A verbatim copy of the records is required, with all pictures left out.

____ Data

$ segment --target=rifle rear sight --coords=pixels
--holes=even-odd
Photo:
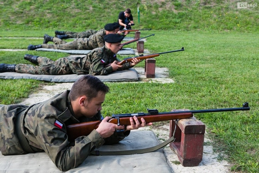
[[[147,108],[148,113],[140,112],[133,114],[112,114],[112,118],[116,119],[118,120],[117,125],[120,125],[119,118],[125,118],[133,117],[134,116],[146,116],[147,115],[163,115],[167,114],[176,114],[179,113],[205,113],[209,112],[226,112],[227,111],[248,111],[250,110],[250,107],[248,105],[248,103],[246,102],[242,105],[242,107],[240,108],[223,108],[222,109],[203,109],[201,110],[195,110],[193,111],[174,111],[173,112],[159,112],[157,109],[150,109]]]

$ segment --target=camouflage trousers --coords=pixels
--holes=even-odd
[[[56,37],[53,38],[53,44],[43,44],[43,48],[62,50],[92,50],[93,48],[89,45],[87,38],[77,38],[70,42],[67,42]]]
[[[85,31],[79,32],[65,31],[65,34],[67,36],[68,38],[88,38],[91,35],[94,34],[98,32],[99,32],[99,31],[89,30]]]
[[[46,57],[37,58],[39,65],[19,64],[15,67],[18,73],[33,74],[61,75],[73,74],[66,57],[61,58],[55,61]]]

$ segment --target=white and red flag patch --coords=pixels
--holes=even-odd
[[[57,127],[61,129],[62,129],[62,127],[63,126],[63,124],[57,120],[56,120],[56,121],[55,122],[54,125],[56,127]]]

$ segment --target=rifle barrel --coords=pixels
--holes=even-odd
[[[250,110],[250,107],[248,106],[248,103],[246,102],[243,104],[243,106],[240,108],[223,108],[222,109],[204,109],[202,110],[195,110],[193,111],[175,111],[165,112],[159,112],[154,114],[152,113],[144,113],[140,112],[133,114],[112,114],[112,118],[125,117],[133,117],[135,116],[144,116],[152,115],[169,114],[177,114],[179,113],[205,113],[208,112],[226,112],[227,111],[248,111]]]
[[[184,51],[184,48],[183,47],[181,49],[179,49],[179,50],[175,50],[175,51],[168,51],[167,52],[161,52],[161,53],[158,53],[157,54],[167,54],[167,53],[170,53],[171,52],[178,52],[178,51]]]

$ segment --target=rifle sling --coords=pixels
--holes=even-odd
[[[129,154],[143,154],[146,153],[152,152],[162,148],[174,140],[174,136],[173,136],[169,139],[157,145],[146,148],[132,150],[125,150],[124,151],[102,151],[98,150],[94,150],[91,152],[91,154],[96,156],[106,155],[128,155]]]
[[[27,139],[24,136],[22,131],[22,115],[17,115],[15,121],[15,131],[22,147],[25,152],[28,153],[34,153],[29,145]]]

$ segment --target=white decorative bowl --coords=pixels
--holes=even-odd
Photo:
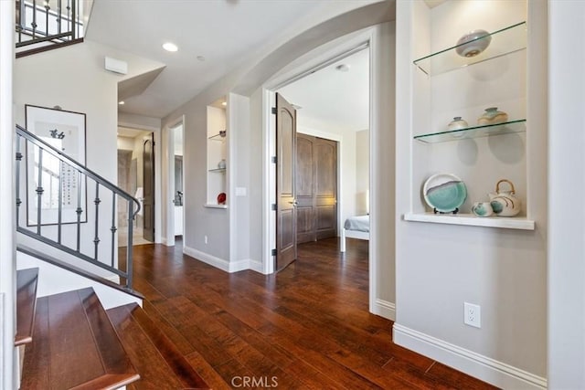
[[[462,57],[475,57],[485,50],[492,42],[492,36],[485,30],[473,30],[457,41],[455,51]]]

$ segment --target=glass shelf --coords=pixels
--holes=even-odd
[[[536,223],[524,216],[480,217],[473,214],[406,213],[405,221],[431,224],[463,225],[468,227],[500,227],[505,229],[534,230]]]
[[[424,73],[434,76],[525,49],[526,22],[497,30],[476,40],[485,39],[487,37],[492,37],[490,46],[475,57],[461,57],[455,51],[456,47],[469,44],[467,42],[416,59],[413,63]]]
[[[207,140],[209,141],[219,141],[219,142],[223,142],[226,141],[226,136],[224,135],[223,137],[219,134],[216,134],[216,135],[212,135],[211,137],[207,137]]]
[[[526,119],[510,121],[504,123],[468,127],[466,129],[450,130],[428,134],[415,135],[414,139],[426,143],[445,142],[469,138],[489,137],[492,135],[511,134],[526,131]]]

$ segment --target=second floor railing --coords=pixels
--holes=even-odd
[[[105,269],[132,289],[138,200],[20,126],[16,147],[17,231]],[[120,204],[127,220],[119,218]],[[118,258],[122,239],[127,249]]]
[[[16,56],[83,37],[80,0],[16,0]]]

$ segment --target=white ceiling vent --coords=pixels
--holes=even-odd
[[[114,73],[120,73],[122,75],[128,73],[128,63],[126,61],[112,58],[110,57],[106,57],[105,68],[106,70],[110,70]]]

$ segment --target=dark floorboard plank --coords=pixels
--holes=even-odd
[[[427,371],[426,375],[457,388],[465,388],[469,390],[496,388],[486,385],[479,379],[465,375],[464,374],[453,370],[441,363],[435,363],[432,364],[429,371]]]
[[[45,390],[50,383],[48,297],[38,298],[35,313],[35,340],[27,345],[23,363],[23,390]]]
[[[108,316],[126,348],[130,359],[140,373],[140,380],[133,384],[137,389],[182,387],[182,384],[175,377],[156,347],[144,334],[140,325],[133,320],[126,306],[108,310]]]
[[[93,289],[78,290],[85,309],[85,314],[95,339],[107,374],[127,374],[134,371],[126,351],[120,343],[106,311],[103,310]]]
[[[229,390],[232,387],[197,351],[185,356],[191,366],[214,390]]]
[[[77,291],[48,297],[50,385],[69,389],[106,374]]]
[[[181,354],[178,348],[140,306],[134,305],[131,314],[148,335],[148,338],[185,388],[208,388],[205,381],[193,370],[185,356]]]
[[[15,345],[33,341],[35,306],[38,269],[19,269],[16,272],[16,335]]]
[[[149,300],[144,301],[143,309],[148,313],[151,319],[165,332],[165,334],[171,339],[173,343],[176,345],[184,356],[194,351],[193,345],[191,345],[189,342],[161,315],[154,305],[153,305]]]
[[[367,248],[303,244],[297,261],[267,276],[223,272],[177,241],[136,247],[134,278],[146,283],[146,311],[213,388],[271,375],[280,388],[492,388],[392,343],[392,321],[368,312]]]

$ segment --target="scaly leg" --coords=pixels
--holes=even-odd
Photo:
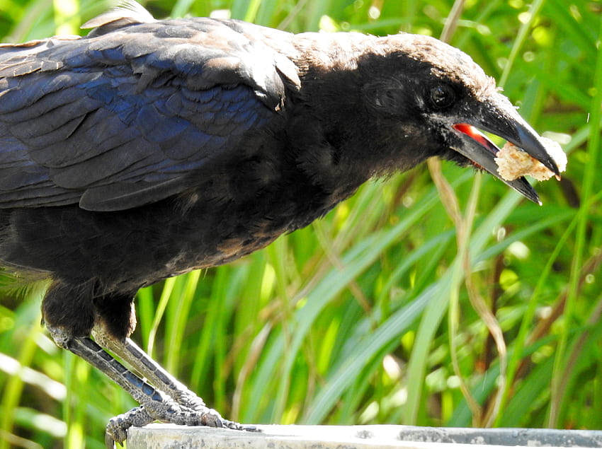
[[[237,430],[247,428],[222,419],[219,413],[205,407],[200,398],[195,396],[181,383],[176,381],[176,385],[172,386],[173,378],[132,342],[126,344],[129,349],[124,350],[118,347],[115,340],[110,346],[115,349],[116,345],[115,354],[129,353],[126,358],[134,360],[132,366],[137,366],[136,369],[149,365],[147,369],[141,370],[141,373],[144,375],[150,373],[148,377],[152,381],[157,382],[157,385],[178,396],[183,404],[132,373],[91,338],[73,337],[59,327],[47,327],[59,346],[68,349],[101,371],[141,404],[110,420],[107,426],[106,437],[108,448],[113,448],[114,441],[120,444],[123,443],[127,436],[127,429],[132,426],[142,426],[153,421],[185,426],[227,427]],[[106,342],[106,339],[103,340],[101,337],[101,339]],[[248,428],[253,430],[252,427]]]

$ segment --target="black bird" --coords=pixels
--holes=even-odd
[[[52,279],[55,341],[141,404],[110,421],[110,446],[154,420],[243,428],[129,339],[141,287],[261,248],[432,156],[499,177],[477,129],[558,175],[494,81],[431,37],[155,21],[133,3],[86,26],[0,46],[0,260]]]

________

◆ **Exercise result**
$ segment --target=rifle rear sight --coords=pixels
--holes=even-odd
Photo:
[[[147,108],[148,113],[140,112],[133,114],[112,114],[112,118],[116,119],[118,120],[117,125],[120,125],[119,118],[125,118],[133,117],[134,116],[146,116],[147,115],[163,115],[167,114],[176,114],[179,113],[205,113],[209,112],[226,112],[227,111],[248,111],[250,110],[250,107],[248,105],[248,103],[246,102],[242,105],[242,107],[240,108],[223,108],[222,109],[203,109],[201,110],[195,110],[193,111],[174,111],[173,112],[159,112],[157,109],[150,109]]]

$ segment --target=camouflage trousers --coords=pixels
--holes=even-odd
[[[56,37],[53,38],[53,44],[43,44],[43,48],[62,50],[92,50],[93,48],[89,45],[87,38],[77,38],[70,42],[67,42]]]
[[[85,31],[79,32],[65,31],[65,34],[67,36],[68,38],[88,38],[91,35],[94,34],[98,32],[99,32],[99,31],[89,30]]]
[[[46,57],[37,58],[39,65],[19,64],[15,67],[18,73],[33,74],[61,75],[73,74],[66,57],[61,58],[55,61]]]

$ segment --target=white and red flag patch --coords=pixels
--holes=even-odd
[[[57,127],[61,129],[62,129],[62,127],[63,126],[63,124],[57,120],[56,120],[56,121],[55,122],[54,125],[56,127]]]

$ segment --target=rifle barrel --coords=pixels
--holes=even-odd
[[[250,110],[250,107],[248,106],[248,103],[246,102],[243,104],[243,106],[240,108],[223,108],[222,109],[204,109],[202,110],[195,110],[193,111],[175,111],[165,112],[159,112],[154,114],[152,113],[144,113],[140,112],[133,114],[112,114],[112,118],[125,117],[133,117],[135,116],[144,116],[152,115],[169,114],[177,114],[179,113],[205,113],[208,112],[226,112],[227,111],[248,111]]]
[[[184,51],[184,48],[183,47],[181,49],[179,49],[179,50],[175,50],[175,51],[168,51],[167,52],[161,52],[161,53],[158,53],[157,54],[167,54],[167,53],[170,53],[171,52],[178,52],[178,51]]]

$ segment --target=rifle sling --coords=pixels
--holes=even-odd
[[[129,154],[143,154],[146,153],[152,152],[162,148],[174,140],[174,136],[173,136],[169,139],[157,145],[146,148],[132,150],[125,150],[124,151],[102,151],[98,150],[94,150],[91,152],[91,154],[96,156],[106,155],[128,155]]]
[[[27,139],[24,136],[22,131],[22,115],[17,115],[15,121],[15,131],[22,147],[25,152],[28,153],[34,153],[29,145]]]

$ segment --target=white decorative bowl --coords=pixels
--holes=even-odd
Photo:
[[[462,57],[475,57],[485,50],[492,42],[492,36],[485,30],[473,30],[457,41],[455,51]]]

$ segment --target=glass shelf --coords=pixels
--holes=even-odd
[[[536,223],[524,216],[480,217],[473,214],[406,213],[405,221],[431,224],[463,225],[468,227],[500,227],[505,229],[534,230]]]
[[[424,73],[434,76],[525,49],[526,22],[497,30],[476,40],[485,39],[487,37],[492,37],[490,46],[475,57],[461,57],[455,51],[456,47],[469,44],[467,42],[416,59],[413,63]]]
[[[207,140],[209,141],[219,141],[219,142],[223,142],[226,141],[226,136],[224,135],[223,137],[219,134],[216,134],[216,135],[212,135],[211,137],[207,137]]]
[[[526,119],[510,121],[504,123],[468,127],[466,129],[450,130],[428,134],[415,135],[414,139],[426,143],[445,142],[469,138],[489,137],[492,135],[511,134],[526,131]]]

$ segment --target=second floor railing --coords=pixels
--holes=even-odd
[[[105,269],[132,289],[138,200],[20,126],[16,147],[17,231]],[[120,204],[127,220],[119,218]],[[118,258],[122,239],[127,249]]]
[[[16,56],[83,37],[80,0],[16,0]]]

$ segment --target=white ceiling vent --coords=pixels
--holes=even-odd
[[[114,73],[120,73],[122,75],[128,73],[128,63],[126,61],[112,58],[110,57],[106,57],[105,68],[106,70],[110,70]]]

$ segment --target=dark floorboard plank --coords=pixels
--holes=even-odd
[[[427,371],[426,375],[457,388],[465,388],[469,390],[496,388],[486,385],[479,379],[465,375],[464,374],[453,370],[441,363],[435,363],[432,364],[429,371]]]
[[[45,390],[50,383],[48,297],[38,298],[35,313],[35,340],[27,345],[23,363],[23,390]]]
[[[108,316],[126,348],[130,359],[140,373],[140,380],[133,384],[137,389],[182,387],[182,384],[175,377],[156,347],[144,334],[140,325],[133,320],[126,306],[108,310]]]
[[[93,289],[78,290],[85,309],[85,314],[95,339],[107,374],[127,374],[134,371],[126,351],[120,343],[106,311],[103,310]]]
[[[229,390],[232,387],[197,351],[185,356],[191,366],[214,390]]]
[[[77,291],[48,297],[50,385],[69,389],[106,374]]]
[[[181,354],[178,348],[140,306],[134,305],[131,314],[148,335],[148,338],[185,388],[208,388],[205,381],[193,370],[185,356]]]
[[[15,345],[33,341],[35,306],[38,269],[19,269],[16,272],[16,335]]]
[[[149,300],[144,301],[143,309],[148,313],[151,319],[165,332],[165,334],[171,339],[173,343],[176,345],[184,356],[194,351],[193,345],[191,345],[189,342],[161,315],[154,305],[153,305]]]
[[[367,248],[303,244],[297,261],[267,276],[223,272],[177,241],[136,247],[134,278],[146,283],[146,311],[213,388],[271,375],[280,388],[492,388],[392,343],[392,321],[368,312]]]

$ segment --target="scaly leg" --coords=pixels
--holes=even-odd
Photo:
[[[237,430],[247,428],[222,419],[219,413],[205,407],[200,398],[195,396],[181,383],[176,381],[176,385],[172,386],[173,378],[132,342],[126,344],[129,349],[124,350],[118,347],[115,340],[110,346],[115,349],[116,345],[115,354],[129,353],[126,358],[134,360],[132,366],[137,366],[136,369],[149,365],[147,369],[141,370],[141,373],[144,375],[150,373],[148,377],[152,381],[157,382],[157,385],[178,396],[183,404],[132,373],[91,338],[73,337],[59,327],[47,327],[59,346],[68,349],[101,371],[141,404],[110,420],[107,426],[106,437],[108,448],[113,448],[114,441],[120,444],[123,443],[127,436],[127,429],[132,426],[142,426],[153,421],[185,426],[227,427]],[[106,342],[106,339],[103,340],[101,337],[101,339]],[[248,428],[253,430],[252,427]]]

$ segment --target="black bird" --coords=pixels
--holes=even-odd
[[[52,279],[55,341],[141,404],[110,421],[110,446],[154,420],[243,428],[129,339],[141,287],[261,248],[432,156],[499,177],[477,129],[558,175],[494,81],[431,37],[155,21],[133,3],[86,26],[0,46],[0,260]]]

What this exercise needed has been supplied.